> [Items]:
#####

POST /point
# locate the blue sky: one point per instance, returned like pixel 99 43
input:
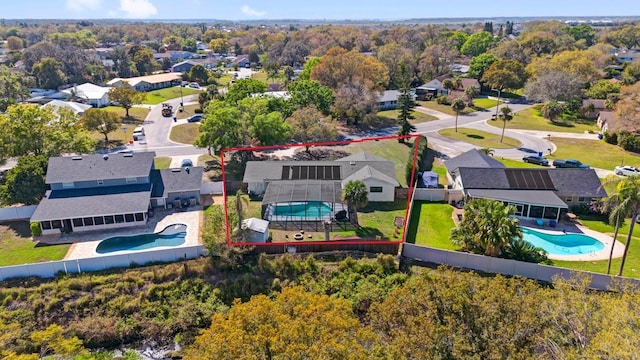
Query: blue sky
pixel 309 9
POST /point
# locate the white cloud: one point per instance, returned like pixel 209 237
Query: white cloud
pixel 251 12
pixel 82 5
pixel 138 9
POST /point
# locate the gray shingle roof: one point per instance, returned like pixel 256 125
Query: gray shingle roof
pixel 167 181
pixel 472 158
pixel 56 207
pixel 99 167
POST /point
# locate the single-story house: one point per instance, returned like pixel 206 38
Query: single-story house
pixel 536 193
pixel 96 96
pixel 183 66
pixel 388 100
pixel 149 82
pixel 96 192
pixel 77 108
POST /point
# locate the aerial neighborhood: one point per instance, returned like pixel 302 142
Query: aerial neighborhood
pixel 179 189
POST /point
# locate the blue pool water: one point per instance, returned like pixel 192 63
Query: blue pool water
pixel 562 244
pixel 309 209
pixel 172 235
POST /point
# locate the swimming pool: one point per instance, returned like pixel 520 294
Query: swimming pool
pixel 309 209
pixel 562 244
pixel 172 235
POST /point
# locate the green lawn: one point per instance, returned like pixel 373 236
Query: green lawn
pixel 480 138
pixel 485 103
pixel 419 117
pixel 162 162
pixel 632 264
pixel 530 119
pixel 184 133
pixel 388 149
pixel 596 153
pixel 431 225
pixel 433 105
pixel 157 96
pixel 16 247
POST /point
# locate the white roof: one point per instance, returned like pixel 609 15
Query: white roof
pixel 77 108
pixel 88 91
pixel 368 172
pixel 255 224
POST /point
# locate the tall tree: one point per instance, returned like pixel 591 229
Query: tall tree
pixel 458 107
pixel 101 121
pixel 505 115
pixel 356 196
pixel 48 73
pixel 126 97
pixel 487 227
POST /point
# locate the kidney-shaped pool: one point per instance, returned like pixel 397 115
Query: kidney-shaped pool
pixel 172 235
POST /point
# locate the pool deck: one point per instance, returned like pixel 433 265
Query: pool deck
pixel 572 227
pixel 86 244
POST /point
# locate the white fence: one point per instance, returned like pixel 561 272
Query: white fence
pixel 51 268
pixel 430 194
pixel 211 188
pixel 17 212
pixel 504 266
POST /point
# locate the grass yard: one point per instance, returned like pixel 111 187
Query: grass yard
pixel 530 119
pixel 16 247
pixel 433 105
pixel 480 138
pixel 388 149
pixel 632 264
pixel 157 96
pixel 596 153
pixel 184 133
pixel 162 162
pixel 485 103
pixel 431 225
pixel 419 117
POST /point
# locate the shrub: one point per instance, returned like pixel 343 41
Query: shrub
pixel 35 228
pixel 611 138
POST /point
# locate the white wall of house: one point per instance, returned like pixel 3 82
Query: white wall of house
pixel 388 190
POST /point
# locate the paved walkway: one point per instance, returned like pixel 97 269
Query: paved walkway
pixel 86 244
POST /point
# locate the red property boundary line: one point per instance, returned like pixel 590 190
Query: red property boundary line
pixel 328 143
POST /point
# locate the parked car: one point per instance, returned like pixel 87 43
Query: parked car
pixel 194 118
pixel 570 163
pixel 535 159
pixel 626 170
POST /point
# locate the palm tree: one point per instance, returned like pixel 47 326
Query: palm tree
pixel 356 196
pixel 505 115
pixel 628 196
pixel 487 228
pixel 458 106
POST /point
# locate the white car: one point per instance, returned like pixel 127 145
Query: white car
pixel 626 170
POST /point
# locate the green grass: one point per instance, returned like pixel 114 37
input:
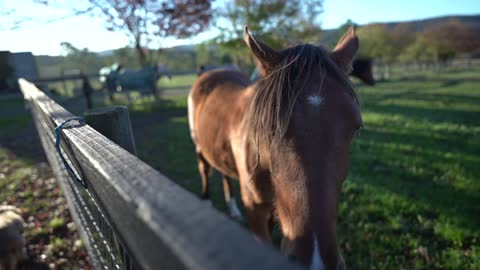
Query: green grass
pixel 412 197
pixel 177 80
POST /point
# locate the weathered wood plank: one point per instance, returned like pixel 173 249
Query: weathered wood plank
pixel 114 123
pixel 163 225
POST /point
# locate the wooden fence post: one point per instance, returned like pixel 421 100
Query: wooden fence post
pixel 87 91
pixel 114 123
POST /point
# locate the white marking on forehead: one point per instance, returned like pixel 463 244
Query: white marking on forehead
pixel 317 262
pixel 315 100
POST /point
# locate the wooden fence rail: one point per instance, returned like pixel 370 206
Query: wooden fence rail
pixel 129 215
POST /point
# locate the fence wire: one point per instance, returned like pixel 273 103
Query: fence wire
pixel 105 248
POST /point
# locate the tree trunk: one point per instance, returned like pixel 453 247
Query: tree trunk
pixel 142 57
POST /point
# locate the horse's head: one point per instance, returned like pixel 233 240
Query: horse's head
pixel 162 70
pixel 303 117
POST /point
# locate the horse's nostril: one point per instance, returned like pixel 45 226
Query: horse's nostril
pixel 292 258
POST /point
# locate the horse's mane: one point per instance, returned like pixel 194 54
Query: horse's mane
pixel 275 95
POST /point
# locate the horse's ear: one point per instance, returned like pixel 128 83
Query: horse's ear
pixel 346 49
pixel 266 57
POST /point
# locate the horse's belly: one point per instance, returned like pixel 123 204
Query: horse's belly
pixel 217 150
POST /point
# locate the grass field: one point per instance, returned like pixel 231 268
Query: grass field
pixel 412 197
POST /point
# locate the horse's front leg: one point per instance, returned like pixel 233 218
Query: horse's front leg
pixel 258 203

#####

> [What you will do]: Substitute "find" for every "locate" and write out all the entries again with nothing else altered. Leave out the pictures.

> [Result for this exercise]:
POST /point
# find the blue sky: one point per instance, returned like pixel 99 43
input:
Query: blue sky
pixel 309 9
POST /point
# find the white cloud: one point per instance, returned like pixel 209 237
Query: white cloud
pixel 251 12
pixel 82 5
pixel 138 9
POST /point
# find the gray shingle roof: one point per instance, returned like pixel 256 125
Query: gray shingle roof
pixel 167 181
pixel 472 158
pixel 56 207
pixel 99 167
POST /point
# find the single-story house: one point per instance, returned like pixel 206 38
Query: single-story house
pixel 536 193
pixel 96 96
pixel 183 66
pixel 388 100
pixel 149 82
pixel 96 192
pixel 77 108
POST /point
# find the aerial neighborhood: one point per instance, returned like pixel 302 142
Query: aerial neighborhood
pixel 179 189
POST /point
# find the blue pool water: one point per instance, returned like pixel 192 63
Query: blue pool water
pixel 562 244
pixel 309 209
pixel 172 235
POST /point
# find the swimming pool: one point per instance, returned like pixel 520 294
Query: swimming pool
pixel 309 209
pixel 562 244
pixel 172 235
POST /point
# find the green lawn: one point per instance, returned like pixel 373 236
Query: green lawn
pixel 480 138
pixel 485 103
pixel 419 117
pixel 162 162
pixel 632 264
pixel 530 119
pixel 184 133
pixel 388 149
pixel 596 153
pixel 431 225
pixel 433 105
pixel 157 96
pixel 16 247
POST /point
# find the white roof: one point per instance, returned like pixel 609 15
Query: white roof
pixel 77 108
pixel 88 91
pixel 368 172
pixel 255 224
POST /point
# find the tall tree: one point per instance, returned like pixel 591 229
Query: tall tree
pixel 458 107
pixel 101 121
pixel 505 115
pixel 356 196
pixel 48 73
pixel 126 97
pixel 487 227
POST /point
# find the kidney-shaped pool: one point per instance, returned like pixel 397 115
Query: kidney-shaped pool
pixel 172 235
POST /point
# find the pool deck: one point per instance, returned like pixel 433 265
Query: pool deck
pixel 572 227
pixel 86 244
POST /point
# find the white fence: one point per instance, returned like pixel 561 272
Query: white fence
pixel 51 268
pixel 430 194
pixel 211 188
pixel 17 212
pixel 504 266
POST /point
# find the grass yard: one point per instance, returned like pixel 111 187
Query: grass yard
pixel 530 119
pixel 16 247
pixel 433 105
pixel 480 138
pixel 388 149
pixel 632 264
pixel 157 96
pixel 596 153
pixel 184 133
pixel 162 162
pixel 485 103
pixel 431 225
pixel 419 117
POST /point
# find the shrub: one point per instance, returned like pixel 343 41
Query: shrub
pixel 35 228
pixel 611 138
POST /point
# find the white wall of house: one point per instance, returned like pixel 3 82
Query: white wall of house
pixel 388 190
POST /point
# find the paved walkway: one point per instance, returned like pixel 97 269
Query: paved walkway
pixel 86 244
POST /point
# find the red property boundary line: one point per instance, returned like pixel 590 190
Query: red property boundary line
pixel 328 143
POST /point
# find the parked car: one point per instance, returned like pixel 87 43
Query: parked car
pixel 194 118
pixel 570 163
pixel 535 159
pixel 626 170
POST /point
# find the palm tree: one point per instance, returned like pixel 47 326
Query: palm tree
pixel 356 196
pixel 505 115
pixel 628 196
pixel 487 228
pixel 458 106
POST /point
# find the white car: one point per instance, returned like pixel 127 145
Query: white car
pixel 626 170
POST /point
# find the green grass: one point per instance, returned like pixel 114 37
input:
Query: green grass
pixel 412 197
pixel 177 80
POST /point
# find the weathered wood plank: one point per instance, returned like pixel 173 249
Query: weathered wood plank
pixel 114 123
pixel 163 225
POST /point
# find the wooden fence post: one point per instance, returned like pixel 421 100
Query: wooden fence post
pixel 87 91
pixel 114 123
POST /point
# find the white marking on forehead: one point per instance, returned like pixel 463 244
Query: white marking on forehead
pixel 317 262
pixel 315 100
POST /point
# find the wooden fence rail: one point per instance, returned like pixel 370 206
Query: wooden fence rail
pixel 129 215
POST /point
# find the fence wire: one point per instance, returned like pixel 273 103
Query: fence wire
pixel 105 248
POST /point
# find the tree trunk: one point per instance, returned like pixel 453 247
Query: tree trunk
pixel 142 57
POST /point
# find the horse's head: one point per instance, returned like pixel 233 240
Query: horse's head
pixel 162 70
pixel 303 117
POST /point
# find the horse's nostril: one point per instance, returned like pixel 45 226
Query: horse's nostril
pixel 292 258
POST /point
# find the horse's mane: one point per instance, returned like pixel 194 54
Query: horse's mane
pixel 275 95
POST /point
# find the horse's ear: one point per instance, returned like pixel 128 83
Query: horse's ear
pixel 346 49
pixel 266 57
POST /point
# find the horse's belly: one point per instance, returned like pixel 123 204
Query: horse's belly
pixel 217 150
POST /point
# find the grass field: one point per instance, returned like pixel 231 268
Query: grass field
pixel 412 197
POST /point
# find the horse's front leg: one point per instance, returned like pixel 233 218
Query: horse's front leg
pixel 258 203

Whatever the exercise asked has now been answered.